Excerpt to read>

WIND THE clock forward a dozen years. More than 500 individuals in the U.S. and Canada are now certified neurofeedback practitioners, according to the Biofeedback Institute of America. To be fair, much of the research—and the current bulk of its application—in brain-wave control over the last 30 years has been targeted toward reducing or eradicating seizures in epileptics, treating attention-deficit disorder, countering depression, assisting patients who have suffered loss of brain function after a head injury, and administering other types of therapy. But a handful of psychologists have continued to focus on neurofeedback's potential to enhance athletic performance.
Here, in a very small nutshell, is how it works. During a 24-hour period, your brain oscillates through four general categories of electrical activity, from sleep to extreme alertness—delta, theta, alpha, and beta, respectively (see "Altered States"). Throughout the cycle, the brain taps several frequencies at once, with more dominant patterns rising and falling depending on the activity. The infamous "zone" that athletes enter when they're at the top of their game, explains Chartier, is created when a highly desirable combination of particular frequencies kicks in at just the right time—an "exquisite chaos" of brain activity that allows both linear problem-solving and conceptual and spatial awareness to function simultaneously. The trick is to understand which frequencies need to be turned up or turned down, since patterns vary from individual to individual, and to strengthen the athlete's ability to access these frequencies. "We've discovered that there are certain states of consciousness associated with peak performance," says Chartier. "Basically, the zone is definable in EEG terms. And if we know there is a place that corresponds to improved performance, we ask, how do you get there?"
In his Raleigh clinic, Chartier annually works with about half a dozen athletes to achieve that elusive brain-wave blend. It's a small but growing percentage of his mostly clinical practice, and it illustrates a trend that's mirrored elsewhere in the country. At the U.S. Olympic Training Center in Colorado Springs, for example, trainers are now experimenting with a machine called a Peak Achievement Trainer (PAT), which uses a desktop computer to track and steer them toward more desirable, performance-enhancing brain-wave frequencies. In short, while we've got the science behind muscular and nutritional training wired, psychological training is really just beginning to blossom. And neurofeedback may be the most exciting athletic development since weight training.

Supplied records>
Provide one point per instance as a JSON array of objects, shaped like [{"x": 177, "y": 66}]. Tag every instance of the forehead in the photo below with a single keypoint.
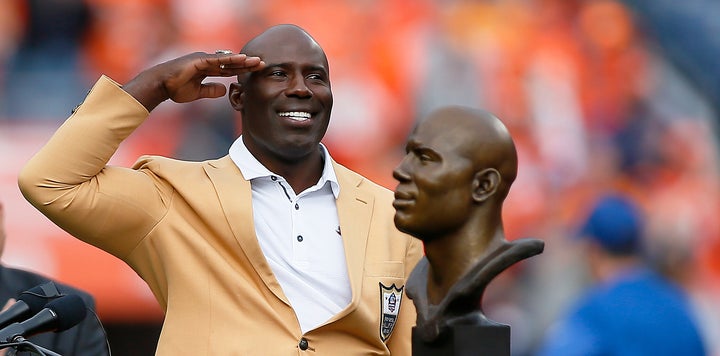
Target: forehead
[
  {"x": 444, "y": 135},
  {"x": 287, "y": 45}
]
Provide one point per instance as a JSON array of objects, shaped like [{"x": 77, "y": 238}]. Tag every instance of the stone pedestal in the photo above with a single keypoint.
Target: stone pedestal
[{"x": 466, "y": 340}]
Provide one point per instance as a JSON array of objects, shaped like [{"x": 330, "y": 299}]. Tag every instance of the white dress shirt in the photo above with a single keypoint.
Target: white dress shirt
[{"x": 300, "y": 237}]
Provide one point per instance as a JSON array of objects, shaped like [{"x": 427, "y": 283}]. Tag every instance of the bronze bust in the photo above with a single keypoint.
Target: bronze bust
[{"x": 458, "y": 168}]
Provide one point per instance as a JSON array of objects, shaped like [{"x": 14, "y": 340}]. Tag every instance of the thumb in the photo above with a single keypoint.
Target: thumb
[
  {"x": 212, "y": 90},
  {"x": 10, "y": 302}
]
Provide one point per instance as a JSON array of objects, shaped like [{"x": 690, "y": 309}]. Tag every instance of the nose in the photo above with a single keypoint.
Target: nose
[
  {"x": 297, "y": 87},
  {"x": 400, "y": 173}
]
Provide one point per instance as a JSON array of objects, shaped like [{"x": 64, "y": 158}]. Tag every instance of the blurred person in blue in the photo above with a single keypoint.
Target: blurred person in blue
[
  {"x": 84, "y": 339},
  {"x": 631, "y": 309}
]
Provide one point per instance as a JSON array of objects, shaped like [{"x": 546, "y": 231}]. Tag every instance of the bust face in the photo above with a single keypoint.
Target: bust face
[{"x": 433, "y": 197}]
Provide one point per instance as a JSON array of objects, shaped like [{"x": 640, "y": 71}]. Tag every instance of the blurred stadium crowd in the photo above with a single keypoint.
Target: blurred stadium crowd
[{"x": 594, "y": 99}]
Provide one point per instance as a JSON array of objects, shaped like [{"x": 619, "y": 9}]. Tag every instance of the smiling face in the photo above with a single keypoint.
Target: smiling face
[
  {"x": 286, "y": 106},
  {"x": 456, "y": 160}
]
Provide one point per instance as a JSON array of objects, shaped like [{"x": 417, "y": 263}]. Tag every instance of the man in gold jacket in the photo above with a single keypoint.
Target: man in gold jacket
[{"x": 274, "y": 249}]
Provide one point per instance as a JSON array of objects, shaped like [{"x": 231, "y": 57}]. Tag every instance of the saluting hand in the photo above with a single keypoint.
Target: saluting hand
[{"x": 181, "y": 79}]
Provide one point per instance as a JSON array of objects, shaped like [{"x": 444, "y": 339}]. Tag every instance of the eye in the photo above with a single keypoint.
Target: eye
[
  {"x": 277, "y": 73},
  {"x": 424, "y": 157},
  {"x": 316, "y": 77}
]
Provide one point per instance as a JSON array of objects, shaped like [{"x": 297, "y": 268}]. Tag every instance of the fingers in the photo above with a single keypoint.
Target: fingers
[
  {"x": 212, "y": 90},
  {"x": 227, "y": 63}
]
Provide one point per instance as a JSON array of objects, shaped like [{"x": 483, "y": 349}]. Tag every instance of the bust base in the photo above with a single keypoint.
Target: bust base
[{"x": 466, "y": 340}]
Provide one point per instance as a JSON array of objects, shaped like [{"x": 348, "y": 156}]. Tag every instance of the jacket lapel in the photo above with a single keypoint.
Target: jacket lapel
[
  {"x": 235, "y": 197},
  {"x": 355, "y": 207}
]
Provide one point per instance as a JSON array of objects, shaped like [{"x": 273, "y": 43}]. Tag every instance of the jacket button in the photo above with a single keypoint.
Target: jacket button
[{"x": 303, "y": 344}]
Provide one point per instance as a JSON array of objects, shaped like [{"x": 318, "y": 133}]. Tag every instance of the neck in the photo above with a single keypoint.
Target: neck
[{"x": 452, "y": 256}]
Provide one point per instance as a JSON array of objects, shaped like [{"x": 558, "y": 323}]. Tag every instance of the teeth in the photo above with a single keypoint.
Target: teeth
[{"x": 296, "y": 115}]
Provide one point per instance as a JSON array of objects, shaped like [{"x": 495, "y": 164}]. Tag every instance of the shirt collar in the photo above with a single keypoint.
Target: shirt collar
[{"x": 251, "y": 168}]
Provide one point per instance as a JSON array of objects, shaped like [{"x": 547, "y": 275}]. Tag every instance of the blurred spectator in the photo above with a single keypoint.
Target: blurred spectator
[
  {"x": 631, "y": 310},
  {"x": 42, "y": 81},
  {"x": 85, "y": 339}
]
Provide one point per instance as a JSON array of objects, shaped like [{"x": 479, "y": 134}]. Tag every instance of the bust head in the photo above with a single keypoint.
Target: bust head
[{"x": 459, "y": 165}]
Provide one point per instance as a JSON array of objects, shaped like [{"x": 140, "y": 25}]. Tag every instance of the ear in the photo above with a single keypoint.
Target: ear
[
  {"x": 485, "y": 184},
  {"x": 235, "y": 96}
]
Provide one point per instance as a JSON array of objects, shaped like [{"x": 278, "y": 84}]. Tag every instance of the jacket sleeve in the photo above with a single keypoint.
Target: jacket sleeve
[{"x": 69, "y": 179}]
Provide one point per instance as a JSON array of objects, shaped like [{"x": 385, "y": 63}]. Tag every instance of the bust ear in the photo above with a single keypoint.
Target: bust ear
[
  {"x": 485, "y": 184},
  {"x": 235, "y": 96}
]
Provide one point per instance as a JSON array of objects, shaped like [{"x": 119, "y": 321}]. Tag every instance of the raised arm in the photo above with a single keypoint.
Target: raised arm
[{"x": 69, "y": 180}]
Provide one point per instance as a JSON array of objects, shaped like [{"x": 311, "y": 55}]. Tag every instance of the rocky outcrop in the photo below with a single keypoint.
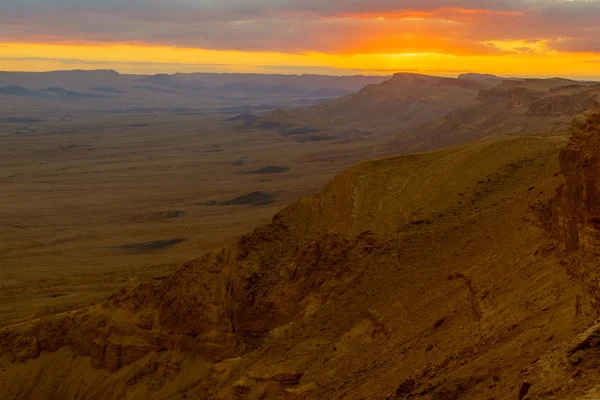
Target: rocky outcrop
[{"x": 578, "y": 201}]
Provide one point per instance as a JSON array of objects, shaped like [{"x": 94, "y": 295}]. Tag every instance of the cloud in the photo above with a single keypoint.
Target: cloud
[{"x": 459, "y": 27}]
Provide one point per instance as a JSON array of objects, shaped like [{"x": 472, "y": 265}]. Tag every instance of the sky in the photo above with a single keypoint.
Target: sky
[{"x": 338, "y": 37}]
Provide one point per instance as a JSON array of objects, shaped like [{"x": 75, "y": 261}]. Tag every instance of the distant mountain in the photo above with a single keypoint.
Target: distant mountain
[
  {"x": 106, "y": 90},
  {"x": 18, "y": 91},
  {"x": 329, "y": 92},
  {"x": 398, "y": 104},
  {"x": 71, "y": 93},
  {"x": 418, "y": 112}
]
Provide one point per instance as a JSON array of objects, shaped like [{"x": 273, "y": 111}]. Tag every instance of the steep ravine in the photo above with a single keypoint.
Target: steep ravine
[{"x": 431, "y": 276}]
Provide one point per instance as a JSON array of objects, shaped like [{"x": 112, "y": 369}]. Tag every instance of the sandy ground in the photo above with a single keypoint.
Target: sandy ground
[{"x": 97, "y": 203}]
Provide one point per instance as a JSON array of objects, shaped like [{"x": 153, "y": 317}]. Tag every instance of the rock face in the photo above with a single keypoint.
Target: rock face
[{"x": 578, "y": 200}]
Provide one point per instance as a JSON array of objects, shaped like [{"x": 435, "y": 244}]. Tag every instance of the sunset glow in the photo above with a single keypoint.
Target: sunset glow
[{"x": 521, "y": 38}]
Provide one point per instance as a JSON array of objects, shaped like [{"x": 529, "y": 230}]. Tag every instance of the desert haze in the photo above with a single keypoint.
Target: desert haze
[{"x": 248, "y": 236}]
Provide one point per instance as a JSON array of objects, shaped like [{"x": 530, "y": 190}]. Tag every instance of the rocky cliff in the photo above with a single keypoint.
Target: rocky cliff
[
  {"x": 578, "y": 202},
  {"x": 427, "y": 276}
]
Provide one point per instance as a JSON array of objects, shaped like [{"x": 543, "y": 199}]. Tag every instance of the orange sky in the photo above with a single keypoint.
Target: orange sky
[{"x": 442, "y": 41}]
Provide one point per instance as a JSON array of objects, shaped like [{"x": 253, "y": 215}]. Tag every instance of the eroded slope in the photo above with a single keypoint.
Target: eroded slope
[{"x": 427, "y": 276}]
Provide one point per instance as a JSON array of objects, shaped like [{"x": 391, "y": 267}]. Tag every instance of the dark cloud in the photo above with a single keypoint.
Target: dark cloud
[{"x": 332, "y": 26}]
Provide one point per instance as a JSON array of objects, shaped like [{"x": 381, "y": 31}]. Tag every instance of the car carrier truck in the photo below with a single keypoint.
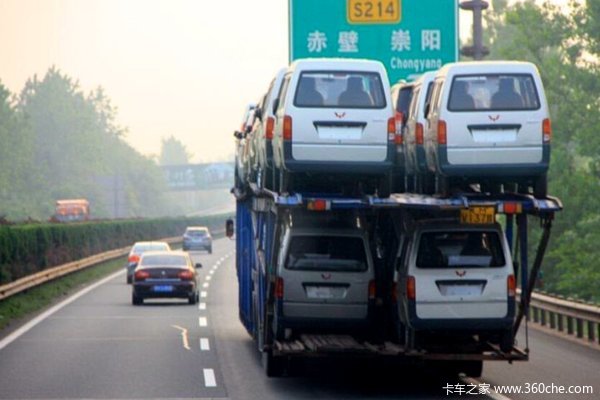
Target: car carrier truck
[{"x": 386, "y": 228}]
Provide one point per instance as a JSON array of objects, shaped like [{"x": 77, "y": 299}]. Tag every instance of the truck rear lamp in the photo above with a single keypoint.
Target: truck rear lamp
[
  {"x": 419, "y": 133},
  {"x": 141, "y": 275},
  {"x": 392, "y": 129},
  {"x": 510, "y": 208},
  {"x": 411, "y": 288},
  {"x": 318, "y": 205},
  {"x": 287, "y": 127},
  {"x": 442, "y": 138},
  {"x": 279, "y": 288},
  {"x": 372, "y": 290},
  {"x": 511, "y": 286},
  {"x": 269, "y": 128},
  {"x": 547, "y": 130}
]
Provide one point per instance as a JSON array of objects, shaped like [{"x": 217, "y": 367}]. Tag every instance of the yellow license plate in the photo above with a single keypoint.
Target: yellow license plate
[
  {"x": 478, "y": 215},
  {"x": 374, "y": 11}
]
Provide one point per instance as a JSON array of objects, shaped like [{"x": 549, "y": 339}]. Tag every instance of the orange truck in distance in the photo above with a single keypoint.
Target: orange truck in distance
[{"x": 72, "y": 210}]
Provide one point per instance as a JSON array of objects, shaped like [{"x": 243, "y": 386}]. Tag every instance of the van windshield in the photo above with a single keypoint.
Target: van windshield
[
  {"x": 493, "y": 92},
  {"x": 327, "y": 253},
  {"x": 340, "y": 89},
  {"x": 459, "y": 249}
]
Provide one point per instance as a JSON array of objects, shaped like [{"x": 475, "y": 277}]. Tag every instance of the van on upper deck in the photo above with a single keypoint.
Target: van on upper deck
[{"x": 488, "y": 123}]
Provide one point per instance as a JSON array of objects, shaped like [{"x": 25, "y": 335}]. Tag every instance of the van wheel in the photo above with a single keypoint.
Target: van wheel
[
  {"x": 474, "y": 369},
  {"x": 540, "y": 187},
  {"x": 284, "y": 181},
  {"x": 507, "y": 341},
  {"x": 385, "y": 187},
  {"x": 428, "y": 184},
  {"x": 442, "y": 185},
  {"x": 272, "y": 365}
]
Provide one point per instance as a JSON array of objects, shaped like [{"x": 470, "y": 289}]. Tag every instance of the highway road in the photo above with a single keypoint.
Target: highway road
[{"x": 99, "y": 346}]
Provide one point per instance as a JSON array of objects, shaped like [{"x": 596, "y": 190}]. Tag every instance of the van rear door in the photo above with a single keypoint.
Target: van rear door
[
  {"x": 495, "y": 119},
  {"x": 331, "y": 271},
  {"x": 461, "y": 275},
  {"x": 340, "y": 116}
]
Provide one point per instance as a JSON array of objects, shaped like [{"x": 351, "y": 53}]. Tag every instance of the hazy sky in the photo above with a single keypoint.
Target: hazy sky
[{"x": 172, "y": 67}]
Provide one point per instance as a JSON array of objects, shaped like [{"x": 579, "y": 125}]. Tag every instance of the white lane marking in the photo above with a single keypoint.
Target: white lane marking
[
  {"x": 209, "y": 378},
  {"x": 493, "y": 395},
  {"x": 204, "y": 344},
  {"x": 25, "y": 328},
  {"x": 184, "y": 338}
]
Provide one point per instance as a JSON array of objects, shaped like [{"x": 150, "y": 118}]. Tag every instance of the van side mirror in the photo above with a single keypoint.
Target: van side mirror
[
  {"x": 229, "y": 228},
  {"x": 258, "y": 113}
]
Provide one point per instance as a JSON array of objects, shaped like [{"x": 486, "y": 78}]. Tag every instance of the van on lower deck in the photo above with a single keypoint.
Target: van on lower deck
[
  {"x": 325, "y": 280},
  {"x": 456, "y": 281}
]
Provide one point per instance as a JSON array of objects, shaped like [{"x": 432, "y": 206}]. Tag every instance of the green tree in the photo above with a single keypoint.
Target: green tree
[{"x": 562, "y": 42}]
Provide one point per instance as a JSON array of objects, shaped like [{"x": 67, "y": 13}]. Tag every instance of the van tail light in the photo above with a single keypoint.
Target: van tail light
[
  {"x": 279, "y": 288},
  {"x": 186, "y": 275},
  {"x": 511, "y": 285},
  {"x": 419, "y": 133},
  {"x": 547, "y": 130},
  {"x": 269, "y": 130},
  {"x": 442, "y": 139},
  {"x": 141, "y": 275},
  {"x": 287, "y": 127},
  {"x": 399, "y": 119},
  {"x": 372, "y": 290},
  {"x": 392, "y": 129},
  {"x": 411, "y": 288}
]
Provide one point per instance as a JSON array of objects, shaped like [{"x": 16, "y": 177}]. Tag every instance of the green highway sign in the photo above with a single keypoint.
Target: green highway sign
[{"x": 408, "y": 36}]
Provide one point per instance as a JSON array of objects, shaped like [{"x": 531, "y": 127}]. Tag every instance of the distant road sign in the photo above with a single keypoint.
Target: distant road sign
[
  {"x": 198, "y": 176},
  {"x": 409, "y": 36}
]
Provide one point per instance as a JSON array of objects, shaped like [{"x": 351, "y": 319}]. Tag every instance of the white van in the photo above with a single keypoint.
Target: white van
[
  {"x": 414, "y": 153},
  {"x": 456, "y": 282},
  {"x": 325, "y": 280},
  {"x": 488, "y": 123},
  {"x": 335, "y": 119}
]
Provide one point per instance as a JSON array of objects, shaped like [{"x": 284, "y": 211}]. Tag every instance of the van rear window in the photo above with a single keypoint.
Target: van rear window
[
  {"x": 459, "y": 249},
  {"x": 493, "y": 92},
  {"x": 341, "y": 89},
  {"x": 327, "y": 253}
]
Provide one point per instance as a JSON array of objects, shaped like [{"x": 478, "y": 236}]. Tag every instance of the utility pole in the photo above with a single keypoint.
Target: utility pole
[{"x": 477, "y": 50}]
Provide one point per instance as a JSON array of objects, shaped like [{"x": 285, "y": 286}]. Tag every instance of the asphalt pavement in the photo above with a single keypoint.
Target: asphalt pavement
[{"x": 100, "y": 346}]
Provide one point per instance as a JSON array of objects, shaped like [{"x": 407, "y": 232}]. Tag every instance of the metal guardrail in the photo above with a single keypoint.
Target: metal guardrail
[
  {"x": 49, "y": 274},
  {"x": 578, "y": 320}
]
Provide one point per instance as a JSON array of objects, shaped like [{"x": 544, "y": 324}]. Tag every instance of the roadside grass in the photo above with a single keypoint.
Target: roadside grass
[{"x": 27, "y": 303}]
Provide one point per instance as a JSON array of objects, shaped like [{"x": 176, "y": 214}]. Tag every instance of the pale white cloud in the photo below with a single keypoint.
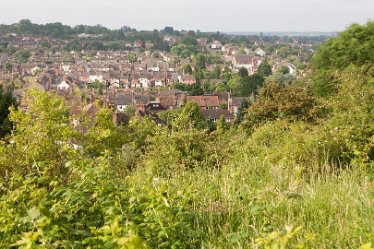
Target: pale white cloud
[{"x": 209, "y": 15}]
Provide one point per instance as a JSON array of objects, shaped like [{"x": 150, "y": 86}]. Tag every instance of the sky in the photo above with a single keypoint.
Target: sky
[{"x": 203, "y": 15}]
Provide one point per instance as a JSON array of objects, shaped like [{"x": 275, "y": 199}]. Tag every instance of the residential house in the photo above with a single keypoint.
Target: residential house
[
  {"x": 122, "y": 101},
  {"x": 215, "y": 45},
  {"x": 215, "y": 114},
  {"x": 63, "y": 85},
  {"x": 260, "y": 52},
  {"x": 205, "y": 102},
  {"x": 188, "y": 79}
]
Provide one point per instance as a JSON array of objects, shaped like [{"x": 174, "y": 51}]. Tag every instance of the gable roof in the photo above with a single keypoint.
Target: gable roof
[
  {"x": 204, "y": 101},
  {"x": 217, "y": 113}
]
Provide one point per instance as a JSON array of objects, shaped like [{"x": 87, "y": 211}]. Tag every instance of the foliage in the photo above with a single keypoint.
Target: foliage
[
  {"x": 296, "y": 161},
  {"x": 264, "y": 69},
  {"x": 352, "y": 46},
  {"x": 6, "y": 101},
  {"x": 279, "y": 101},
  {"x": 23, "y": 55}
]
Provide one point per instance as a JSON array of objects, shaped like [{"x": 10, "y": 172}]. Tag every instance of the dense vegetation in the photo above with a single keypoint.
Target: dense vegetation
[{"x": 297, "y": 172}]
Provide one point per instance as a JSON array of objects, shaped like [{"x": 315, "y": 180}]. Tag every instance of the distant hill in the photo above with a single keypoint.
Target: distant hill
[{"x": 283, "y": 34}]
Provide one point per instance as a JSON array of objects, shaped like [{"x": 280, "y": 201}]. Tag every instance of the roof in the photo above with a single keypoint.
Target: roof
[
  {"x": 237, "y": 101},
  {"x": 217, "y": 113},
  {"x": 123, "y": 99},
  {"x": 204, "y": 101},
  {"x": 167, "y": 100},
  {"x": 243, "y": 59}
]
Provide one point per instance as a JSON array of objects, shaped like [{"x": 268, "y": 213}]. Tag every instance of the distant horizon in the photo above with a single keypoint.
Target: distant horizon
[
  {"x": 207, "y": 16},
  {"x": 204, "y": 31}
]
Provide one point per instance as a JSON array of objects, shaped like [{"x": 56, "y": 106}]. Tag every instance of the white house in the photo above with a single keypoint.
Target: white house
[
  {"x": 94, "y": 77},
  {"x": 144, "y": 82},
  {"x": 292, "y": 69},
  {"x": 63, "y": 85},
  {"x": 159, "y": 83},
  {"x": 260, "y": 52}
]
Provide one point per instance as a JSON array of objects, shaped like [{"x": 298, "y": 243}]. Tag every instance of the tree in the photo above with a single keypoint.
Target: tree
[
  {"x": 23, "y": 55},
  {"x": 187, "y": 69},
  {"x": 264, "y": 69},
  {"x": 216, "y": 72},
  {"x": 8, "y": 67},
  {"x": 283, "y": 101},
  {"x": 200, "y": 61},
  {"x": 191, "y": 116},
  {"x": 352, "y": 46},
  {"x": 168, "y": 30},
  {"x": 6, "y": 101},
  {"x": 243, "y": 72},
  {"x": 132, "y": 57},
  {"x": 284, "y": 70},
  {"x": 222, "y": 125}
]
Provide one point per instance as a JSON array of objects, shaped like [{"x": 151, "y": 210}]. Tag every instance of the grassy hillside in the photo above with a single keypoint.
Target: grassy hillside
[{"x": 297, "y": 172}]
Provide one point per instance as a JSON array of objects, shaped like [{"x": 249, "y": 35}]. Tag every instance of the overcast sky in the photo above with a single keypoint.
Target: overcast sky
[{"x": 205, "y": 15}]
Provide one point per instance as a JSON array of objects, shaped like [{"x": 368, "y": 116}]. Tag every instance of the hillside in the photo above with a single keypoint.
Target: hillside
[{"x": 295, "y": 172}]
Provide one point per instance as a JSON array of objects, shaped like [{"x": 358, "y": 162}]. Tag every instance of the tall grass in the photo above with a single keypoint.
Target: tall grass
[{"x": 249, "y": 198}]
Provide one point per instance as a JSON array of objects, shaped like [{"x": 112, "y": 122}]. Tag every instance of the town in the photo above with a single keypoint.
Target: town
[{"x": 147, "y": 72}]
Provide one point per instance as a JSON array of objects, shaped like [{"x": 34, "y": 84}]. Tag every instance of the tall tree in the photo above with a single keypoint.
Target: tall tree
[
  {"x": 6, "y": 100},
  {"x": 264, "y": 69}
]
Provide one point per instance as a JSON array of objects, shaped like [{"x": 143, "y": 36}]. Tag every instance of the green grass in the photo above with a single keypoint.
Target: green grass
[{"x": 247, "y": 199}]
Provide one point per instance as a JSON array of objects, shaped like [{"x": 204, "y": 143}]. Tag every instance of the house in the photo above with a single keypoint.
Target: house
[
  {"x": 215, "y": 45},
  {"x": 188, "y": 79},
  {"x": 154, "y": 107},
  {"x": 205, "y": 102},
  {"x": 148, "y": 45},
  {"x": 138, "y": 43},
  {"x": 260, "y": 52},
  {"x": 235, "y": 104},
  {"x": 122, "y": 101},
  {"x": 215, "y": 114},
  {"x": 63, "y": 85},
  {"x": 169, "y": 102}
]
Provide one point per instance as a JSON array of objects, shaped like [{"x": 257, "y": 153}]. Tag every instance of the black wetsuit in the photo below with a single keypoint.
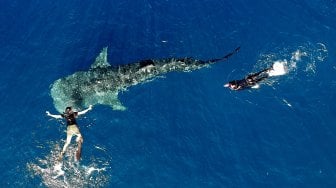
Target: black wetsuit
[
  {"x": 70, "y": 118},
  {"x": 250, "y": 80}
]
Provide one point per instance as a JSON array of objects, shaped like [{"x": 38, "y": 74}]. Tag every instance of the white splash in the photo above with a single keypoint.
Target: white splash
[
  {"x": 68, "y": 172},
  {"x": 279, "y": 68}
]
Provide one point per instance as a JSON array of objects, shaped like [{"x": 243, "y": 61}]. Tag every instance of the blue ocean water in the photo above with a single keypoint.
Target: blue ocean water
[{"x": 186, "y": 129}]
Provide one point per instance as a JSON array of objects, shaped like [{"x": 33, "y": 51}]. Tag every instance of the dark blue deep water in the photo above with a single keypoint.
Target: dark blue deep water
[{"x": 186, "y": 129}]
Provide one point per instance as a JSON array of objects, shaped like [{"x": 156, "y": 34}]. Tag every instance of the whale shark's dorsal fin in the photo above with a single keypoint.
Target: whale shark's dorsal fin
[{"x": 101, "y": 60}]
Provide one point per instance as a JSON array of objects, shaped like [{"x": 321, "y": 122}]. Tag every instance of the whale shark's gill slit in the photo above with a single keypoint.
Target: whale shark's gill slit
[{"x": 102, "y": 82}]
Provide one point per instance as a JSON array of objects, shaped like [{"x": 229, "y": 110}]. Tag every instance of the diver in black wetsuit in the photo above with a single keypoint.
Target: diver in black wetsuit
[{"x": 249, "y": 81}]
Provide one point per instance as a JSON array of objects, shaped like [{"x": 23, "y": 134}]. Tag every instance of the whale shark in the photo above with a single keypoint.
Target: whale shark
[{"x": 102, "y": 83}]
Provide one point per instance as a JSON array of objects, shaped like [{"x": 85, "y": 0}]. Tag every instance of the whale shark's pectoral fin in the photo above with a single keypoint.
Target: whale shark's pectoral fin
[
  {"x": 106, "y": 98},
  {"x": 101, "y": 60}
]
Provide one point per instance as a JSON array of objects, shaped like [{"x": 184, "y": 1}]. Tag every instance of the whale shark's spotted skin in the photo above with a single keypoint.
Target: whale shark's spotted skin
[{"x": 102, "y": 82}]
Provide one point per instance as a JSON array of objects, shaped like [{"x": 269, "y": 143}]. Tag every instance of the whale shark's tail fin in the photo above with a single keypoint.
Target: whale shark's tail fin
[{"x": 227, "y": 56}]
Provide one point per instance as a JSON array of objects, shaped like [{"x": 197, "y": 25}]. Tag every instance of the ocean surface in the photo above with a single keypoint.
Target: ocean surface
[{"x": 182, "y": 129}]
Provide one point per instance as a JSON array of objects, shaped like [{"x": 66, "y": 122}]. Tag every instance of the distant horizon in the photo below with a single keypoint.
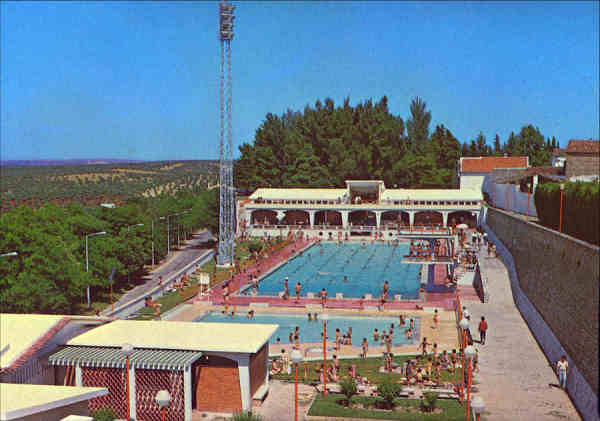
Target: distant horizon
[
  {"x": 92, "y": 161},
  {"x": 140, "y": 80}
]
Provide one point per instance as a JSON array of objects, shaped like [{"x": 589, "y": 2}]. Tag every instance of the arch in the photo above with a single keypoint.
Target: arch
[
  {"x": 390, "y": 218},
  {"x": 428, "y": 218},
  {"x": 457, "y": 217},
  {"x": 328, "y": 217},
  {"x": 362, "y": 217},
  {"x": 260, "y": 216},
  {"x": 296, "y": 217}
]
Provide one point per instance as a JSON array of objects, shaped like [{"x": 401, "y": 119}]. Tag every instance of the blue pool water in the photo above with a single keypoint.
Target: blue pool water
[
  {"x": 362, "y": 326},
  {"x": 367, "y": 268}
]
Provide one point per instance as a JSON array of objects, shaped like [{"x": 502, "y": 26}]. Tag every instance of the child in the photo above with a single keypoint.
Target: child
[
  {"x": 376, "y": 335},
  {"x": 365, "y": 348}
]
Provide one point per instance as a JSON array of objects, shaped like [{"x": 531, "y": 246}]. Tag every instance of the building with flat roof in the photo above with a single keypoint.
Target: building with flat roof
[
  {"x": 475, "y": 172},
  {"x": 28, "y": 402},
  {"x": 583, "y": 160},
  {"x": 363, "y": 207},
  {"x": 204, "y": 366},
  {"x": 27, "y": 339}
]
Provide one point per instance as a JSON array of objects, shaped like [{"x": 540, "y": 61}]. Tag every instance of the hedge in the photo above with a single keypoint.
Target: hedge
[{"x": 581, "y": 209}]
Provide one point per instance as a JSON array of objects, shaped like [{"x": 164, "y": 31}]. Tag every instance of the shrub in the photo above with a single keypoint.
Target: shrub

Problems to work on>
[A] Summarize the passage on neurofeedback in two sentences.
[B] According to the passage on neurofeedback, what machine are trainers at the U.S. Olympic Training Center in Colorado Springs experimenting with?
[C] Reproduce word for word the part of the passage on neurofeedback starting with "WIND THE clock" and going on through "enhance athletic performance.".
The rows are separate material from the passage on neurofeedback.

Solutions to the exercise>
[A] More than 500 people in the U.S. and Canada are certified neurofeedback practitioners, and although most brain-wave research has targeted conditions such as epilepsy and attention-deficit disorder, a handful of psychologists focus on its use for athletic performance. According to Chartier, the athletic "zone" is a definable combination of brain-wave frequencies, and neurofeedback strengthens an athlete's ability to reach it, as in his Raleigh clinic and in trials of the Peak Achievement Trainer at the U.S. Olympic Training Center.

[B] A Peak Achievement Trainer (PAT), which uses a desktop computer.

[C]
WIND THE clock forward a dozen years. More than 500 individuals in the U.S. and Canada are now certified neurofeedback practitioners, according to the Biofeedback Institute of America. To be fair, much of the research—and the current bulk of its application—in brain-wave control over the last 30 years has been targeted toward reducing or eradicating seizures in epileptics, treating attention-deficit disorder, countering depression, assisting patients who have suffered loss of brain function after a head injury, and administering other types of therapy. But a handful of psychologists have continued to focus on neurofeedback's potential to enhance athletic performance.